A data block
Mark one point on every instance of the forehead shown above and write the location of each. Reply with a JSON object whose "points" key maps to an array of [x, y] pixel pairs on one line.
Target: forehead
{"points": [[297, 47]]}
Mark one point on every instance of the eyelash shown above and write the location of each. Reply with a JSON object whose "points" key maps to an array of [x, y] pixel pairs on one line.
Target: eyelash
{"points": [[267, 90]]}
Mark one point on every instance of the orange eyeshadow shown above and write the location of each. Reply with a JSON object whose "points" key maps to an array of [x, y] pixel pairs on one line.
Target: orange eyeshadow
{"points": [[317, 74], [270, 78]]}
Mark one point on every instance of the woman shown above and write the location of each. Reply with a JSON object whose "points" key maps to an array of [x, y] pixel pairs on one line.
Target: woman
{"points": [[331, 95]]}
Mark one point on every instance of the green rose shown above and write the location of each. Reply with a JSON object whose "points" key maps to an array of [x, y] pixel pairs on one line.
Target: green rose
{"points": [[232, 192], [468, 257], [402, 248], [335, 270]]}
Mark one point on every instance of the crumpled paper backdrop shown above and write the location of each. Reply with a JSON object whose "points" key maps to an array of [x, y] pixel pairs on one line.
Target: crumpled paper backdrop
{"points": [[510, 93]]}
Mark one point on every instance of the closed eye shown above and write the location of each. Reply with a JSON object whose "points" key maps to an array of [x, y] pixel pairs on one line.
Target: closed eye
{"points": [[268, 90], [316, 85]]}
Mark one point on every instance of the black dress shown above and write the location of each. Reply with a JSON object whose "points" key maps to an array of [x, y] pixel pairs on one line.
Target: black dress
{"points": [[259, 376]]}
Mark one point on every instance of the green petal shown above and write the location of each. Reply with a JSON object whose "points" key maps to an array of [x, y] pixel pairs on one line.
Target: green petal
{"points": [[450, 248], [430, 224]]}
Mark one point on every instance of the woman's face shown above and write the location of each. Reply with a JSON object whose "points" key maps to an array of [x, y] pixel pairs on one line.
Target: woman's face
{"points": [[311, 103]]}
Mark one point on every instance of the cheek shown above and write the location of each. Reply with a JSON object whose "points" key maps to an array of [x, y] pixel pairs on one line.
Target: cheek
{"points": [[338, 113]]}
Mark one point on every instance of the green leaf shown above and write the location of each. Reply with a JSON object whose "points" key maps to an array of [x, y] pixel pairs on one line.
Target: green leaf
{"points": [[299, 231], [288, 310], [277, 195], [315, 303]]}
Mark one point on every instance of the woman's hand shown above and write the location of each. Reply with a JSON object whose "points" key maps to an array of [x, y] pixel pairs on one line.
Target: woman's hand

■ Given instruction ■
Please write out the entries again, starting with the line that contains "Mark one point on every instance of the black" and going on through the end of the entries, with the requests included. Multiply every x and y coordinate in the point lists by 1.65 and round each result to a whole number, with halves rounded up.

■ Complete answer ■
Mark one point on every instance of the black dress shown above and write the location of each. Reply with a JSON object whose "points" key maps to an array of [x, y] pixel pairs on one line.
Target: black dress
{"points": [[427, 620]]}
Mark one point on every instance of the green petal shown above and write the location of each. Reply with a JSON object whose "points" key maps to an array of [x, y] pixel pairs on one line.
Target: green petal
{"points": [[743, 409], [710, 370]]}
Mark one point on every instance of the woman's face shown above and write the location of each. Reply with a JSON object whose "points" key maps to an array of [x, y] pixel pairs on one line.
Target: woman's face
{"points": [[513, 170]]}
Mark one point on every instance of the cheek shown above and write the location of each. Reply with a JSON object whose "points" key maps to an array of [x, y] pixel pairs on one line.
Target: cheek
{"points": [[558, 186]]}
Mark one point on every instance of the green leaf shown above and write the location of each. Reply with a JSON object whose "points" key maps to an array of [x, y] pixel pairs on one line.
Target: green leaf
{"points": [[493, 381], [475, 512], [457, 322], [520, 500]]}
Mark one point on every instance of the woman's hand shown above and write the location of each. Reply with a JSON object whose "points" key maps to an array of [x, y] pixel pairs on one line.
Target: woman's hand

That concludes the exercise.